Data records:
──────────────────────────────

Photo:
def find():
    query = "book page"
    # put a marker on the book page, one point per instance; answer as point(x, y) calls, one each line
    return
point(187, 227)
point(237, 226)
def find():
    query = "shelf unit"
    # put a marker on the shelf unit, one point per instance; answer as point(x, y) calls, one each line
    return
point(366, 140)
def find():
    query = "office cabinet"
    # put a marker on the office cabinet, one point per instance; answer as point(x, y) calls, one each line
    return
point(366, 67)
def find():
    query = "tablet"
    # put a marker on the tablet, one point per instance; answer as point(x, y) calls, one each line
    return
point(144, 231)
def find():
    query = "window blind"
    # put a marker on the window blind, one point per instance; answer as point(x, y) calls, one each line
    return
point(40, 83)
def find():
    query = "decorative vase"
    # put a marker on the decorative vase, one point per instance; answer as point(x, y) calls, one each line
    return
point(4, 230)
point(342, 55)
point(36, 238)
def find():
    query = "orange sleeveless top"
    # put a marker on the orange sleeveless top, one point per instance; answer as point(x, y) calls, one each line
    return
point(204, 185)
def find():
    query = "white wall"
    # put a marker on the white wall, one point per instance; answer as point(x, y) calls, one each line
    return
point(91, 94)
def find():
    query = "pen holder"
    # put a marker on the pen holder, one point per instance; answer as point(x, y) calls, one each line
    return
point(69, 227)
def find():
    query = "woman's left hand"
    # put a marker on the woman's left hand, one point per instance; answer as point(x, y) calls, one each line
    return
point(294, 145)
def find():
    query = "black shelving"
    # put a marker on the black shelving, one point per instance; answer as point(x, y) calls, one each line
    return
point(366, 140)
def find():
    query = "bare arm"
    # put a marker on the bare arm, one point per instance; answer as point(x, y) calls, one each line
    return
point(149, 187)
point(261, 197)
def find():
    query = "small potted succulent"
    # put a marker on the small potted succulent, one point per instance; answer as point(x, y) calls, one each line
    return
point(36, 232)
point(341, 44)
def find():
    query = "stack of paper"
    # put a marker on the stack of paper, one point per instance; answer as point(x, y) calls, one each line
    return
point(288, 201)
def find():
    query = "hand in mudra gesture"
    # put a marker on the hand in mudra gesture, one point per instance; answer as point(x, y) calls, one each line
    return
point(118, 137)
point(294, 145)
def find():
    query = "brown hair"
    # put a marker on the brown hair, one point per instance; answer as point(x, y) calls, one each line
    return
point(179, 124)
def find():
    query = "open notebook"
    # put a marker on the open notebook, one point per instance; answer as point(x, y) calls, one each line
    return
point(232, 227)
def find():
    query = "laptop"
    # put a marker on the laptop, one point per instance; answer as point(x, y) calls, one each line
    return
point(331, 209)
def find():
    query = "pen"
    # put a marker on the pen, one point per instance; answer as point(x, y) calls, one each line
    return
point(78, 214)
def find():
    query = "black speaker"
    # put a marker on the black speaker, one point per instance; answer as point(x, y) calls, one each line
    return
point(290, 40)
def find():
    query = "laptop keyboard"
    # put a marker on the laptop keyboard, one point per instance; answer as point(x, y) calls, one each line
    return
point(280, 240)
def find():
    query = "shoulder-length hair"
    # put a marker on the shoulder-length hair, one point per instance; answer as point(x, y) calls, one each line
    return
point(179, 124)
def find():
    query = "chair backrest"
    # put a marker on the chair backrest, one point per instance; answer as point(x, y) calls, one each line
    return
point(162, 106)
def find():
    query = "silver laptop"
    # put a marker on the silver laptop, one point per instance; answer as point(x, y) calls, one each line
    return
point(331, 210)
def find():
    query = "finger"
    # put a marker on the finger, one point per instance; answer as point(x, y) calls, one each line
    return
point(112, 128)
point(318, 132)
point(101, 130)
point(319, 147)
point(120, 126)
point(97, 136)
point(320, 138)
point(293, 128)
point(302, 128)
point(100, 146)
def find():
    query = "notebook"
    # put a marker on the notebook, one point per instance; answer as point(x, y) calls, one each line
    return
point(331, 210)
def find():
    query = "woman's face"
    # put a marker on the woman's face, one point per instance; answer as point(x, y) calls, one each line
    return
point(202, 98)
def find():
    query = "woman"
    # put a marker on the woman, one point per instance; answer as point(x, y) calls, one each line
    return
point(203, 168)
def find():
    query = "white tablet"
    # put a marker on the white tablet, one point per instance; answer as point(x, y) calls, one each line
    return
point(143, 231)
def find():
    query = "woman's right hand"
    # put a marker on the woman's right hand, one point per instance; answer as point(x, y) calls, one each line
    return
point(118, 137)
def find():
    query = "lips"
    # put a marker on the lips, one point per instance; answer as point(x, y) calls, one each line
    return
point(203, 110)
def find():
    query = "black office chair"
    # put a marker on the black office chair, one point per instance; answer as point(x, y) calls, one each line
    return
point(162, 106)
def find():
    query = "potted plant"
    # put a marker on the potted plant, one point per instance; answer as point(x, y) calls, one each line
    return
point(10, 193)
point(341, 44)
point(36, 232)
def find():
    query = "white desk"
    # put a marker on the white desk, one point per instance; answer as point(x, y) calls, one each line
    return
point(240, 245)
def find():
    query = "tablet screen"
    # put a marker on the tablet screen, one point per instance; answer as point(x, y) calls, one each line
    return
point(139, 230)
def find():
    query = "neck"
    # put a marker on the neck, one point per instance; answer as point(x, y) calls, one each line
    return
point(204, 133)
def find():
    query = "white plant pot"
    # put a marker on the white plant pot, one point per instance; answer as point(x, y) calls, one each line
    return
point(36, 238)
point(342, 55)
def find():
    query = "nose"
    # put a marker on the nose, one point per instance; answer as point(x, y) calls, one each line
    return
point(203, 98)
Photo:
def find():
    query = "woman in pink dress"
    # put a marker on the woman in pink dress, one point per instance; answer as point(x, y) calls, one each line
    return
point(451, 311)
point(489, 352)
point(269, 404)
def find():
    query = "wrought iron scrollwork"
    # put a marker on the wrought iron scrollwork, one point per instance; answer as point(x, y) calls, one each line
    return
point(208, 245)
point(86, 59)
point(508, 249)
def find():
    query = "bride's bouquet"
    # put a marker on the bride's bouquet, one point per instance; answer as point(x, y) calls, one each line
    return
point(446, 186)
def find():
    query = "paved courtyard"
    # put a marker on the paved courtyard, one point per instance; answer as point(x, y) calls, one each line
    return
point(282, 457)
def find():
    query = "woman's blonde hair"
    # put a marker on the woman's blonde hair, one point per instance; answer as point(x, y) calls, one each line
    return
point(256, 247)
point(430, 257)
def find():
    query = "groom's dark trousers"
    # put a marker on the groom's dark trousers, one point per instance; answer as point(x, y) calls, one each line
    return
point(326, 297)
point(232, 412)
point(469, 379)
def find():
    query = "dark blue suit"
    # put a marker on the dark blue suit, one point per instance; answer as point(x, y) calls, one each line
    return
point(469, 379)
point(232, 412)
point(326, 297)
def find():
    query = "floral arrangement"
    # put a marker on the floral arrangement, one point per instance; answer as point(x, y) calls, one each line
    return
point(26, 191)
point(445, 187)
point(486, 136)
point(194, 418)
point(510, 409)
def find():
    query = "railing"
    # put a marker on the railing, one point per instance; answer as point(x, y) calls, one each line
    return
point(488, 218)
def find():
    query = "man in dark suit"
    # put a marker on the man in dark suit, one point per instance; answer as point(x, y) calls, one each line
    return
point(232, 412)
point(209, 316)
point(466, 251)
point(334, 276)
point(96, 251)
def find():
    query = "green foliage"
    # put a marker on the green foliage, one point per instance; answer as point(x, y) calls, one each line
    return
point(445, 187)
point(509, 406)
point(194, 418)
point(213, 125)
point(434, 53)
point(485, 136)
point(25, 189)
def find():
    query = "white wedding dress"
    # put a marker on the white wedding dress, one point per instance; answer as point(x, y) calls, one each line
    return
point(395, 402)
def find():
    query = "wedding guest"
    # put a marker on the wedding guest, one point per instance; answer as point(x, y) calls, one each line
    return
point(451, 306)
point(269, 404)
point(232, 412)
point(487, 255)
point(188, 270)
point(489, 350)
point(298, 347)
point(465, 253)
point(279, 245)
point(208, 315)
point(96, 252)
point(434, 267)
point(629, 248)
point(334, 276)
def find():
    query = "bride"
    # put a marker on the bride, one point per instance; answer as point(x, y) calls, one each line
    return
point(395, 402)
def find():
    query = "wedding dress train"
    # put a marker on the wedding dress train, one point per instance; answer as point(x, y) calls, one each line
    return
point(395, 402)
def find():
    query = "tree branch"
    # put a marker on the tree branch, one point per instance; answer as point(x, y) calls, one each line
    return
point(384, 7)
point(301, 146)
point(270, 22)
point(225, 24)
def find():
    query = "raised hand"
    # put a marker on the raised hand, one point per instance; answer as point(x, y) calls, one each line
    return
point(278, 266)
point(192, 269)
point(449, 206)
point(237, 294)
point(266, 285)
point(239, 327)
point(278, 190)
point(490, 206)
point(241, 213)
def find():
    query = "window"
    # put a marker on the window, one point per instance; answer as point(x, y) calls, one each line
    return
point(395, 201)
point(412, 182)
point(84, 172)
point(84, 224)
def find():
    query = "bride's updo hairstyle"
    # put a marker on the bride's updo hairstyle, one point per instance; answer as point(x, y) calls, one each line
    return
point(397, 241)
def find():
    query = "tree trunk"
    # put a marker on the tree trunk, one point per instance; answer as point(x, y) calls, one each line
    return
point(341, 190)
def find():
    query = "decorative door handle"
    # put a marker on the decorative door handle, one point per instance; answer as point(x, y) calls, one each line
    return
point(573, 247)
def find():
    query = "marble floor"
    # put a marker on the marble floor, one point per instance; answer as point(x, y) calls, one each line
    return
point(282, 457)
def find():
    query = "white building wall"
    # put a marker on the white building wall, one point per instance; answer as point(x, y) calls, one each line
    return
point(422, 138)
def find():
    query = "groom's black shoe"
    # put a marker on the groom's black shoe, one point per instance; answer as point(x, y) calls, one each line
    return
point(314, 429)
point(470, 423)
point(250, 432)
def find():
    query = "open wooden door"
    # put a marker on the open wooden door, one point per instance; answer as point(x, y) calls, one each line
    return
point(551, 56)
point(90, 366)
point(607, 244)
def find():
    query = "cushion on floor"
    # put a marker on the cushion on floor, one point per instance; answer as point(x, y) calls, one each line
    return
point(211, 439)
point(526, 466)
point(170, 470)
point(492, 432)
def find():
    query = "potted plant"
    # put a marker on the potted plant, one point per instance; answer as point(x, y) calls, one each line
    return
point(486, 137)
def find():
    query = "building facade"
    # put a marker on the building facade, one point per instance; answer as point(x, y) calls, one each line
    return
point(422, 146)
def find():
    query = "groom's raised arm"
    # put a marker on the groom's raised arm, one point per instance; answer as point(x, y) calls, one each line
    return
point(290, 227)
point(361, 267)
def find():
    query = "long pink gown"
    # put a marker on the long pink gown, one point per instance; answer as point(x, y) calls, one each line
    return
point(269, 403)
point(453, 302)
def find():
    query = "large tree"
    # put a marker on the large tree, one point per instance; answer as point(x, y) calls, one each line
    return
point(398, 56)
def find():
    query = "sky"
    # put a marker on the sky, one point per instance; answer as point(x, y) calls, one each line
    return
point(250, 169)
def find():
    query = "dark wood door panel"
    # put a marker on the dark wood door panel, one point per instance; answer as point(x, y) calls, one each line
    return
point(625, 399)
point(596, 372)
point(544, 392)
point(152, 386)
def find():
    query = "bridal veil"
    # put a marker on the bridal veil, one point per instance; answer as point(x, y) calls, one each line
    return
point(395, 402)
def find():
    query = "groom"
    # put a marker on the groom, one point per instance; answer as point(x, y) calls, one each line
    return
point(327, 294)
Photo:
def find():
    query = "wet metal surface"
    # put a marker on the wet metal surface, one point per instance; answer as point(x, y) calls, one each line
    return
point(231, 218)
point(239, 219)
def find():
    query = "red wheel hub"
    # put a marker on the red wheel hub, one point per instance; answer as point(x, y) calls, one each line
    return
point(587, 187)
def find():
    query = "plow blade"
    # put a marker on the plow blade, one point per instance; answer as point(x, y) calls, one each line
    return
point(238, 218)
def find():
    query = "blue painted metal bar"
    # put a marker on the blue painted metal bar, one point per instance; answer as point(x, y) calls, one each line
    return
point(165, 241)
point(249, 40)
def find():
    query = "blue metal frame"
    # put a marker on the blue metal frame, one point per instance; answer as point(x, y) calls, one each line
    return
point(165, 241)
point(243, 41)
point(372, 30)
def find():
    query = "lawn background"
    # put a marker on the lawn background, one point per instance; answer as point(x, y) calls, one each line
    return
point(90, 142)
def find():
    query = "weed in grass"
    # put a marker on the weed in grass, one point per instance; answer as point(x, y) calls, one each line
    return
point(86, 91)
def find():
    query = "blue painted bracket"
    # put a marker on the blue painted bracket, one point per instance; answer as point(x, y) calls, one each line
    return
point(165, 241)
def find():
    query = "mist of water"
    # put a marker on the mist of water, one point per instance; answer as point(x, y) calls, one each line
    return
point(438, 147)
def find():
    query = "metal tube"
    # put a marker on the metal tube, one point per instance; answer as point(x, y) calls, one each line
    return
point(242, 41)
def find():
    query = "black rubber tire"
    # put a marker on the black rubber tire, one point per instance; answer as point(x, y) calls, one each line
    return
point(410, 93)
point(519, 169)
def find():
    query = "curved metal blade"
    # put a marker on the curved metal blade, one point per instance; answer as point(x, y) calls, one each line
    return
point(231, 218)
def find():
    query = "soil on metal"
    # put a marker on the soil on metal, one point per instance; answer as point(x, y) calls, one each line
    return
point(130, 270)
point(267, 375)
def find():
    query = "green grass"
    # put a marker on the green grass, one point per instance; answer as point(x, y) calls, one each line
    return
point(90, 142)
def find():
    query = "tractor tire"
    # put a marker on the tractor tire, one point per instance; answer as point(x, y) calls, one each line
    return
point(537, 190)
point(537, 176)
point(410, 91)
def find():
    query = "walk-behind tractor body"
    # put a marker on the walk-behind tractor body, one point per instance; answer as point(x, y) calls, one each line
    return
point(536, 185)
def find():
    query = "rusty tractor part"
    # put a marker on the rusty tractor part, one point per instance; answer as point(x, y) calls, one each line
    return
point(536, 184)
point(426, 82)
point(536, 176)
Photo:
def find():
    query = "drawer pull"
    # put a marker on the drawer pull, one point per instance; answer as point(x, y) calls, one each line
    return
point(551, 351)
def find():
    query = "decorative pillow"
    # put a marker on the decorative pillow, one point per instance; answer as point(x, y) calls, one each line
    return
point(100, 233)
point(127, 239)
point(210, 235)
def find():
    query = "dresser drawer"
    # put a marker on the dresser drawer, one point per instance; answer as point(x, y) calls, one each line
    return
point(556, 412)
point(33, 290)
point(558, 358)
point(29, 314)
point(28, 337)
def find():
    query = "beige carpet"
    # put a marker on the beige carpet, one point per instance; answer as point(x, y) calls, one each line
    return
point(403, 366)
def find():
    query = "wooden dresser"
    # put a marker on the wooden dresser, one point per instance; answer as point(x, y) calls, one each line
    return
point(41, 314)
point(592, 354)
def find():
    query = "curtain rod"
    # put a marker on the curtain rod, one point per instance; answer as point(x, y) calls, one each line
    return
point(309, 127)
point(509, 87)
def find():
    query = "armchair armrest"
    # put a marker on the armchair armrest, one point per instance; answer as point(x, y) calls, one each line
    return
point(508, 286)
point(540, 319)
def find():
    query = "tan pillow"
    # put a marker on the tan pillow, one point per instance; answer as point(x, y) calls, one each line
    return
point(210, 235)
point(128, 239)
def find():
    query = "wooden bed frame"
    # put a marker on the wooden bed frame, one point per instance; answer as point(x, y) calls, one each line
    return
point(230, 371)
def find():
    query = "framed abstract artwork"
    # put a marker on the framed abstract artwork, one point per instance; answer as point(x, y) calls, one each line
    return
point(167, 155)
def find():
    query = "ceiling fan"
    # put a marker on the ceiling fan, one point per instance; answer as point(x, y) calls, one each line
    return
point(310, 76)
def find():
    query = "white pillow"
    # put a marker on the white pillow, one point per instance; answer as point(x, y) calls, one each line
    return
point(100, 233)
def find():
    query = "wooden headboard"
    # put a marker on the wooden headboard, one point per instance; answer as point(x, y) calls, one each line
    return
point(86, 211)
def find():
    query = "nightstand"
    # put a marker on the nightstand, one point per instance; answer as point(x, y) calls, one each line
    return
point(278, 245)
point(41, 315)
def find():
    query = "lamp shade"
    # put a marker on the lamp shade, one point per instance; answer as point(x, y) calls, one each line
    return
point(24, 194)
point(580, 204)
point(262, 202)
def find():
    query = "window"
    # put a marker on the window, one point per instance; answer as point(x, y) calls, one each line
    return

──────────────────────────────

YOUR INSTRUCTIONS » In the data above, which lines have "tube"? Report each of them.

EXERCISE RESULT »
    query = "metal tube"
    # put a marker on the metal tube, one point per instance; answer as point(x, y) calls, one each line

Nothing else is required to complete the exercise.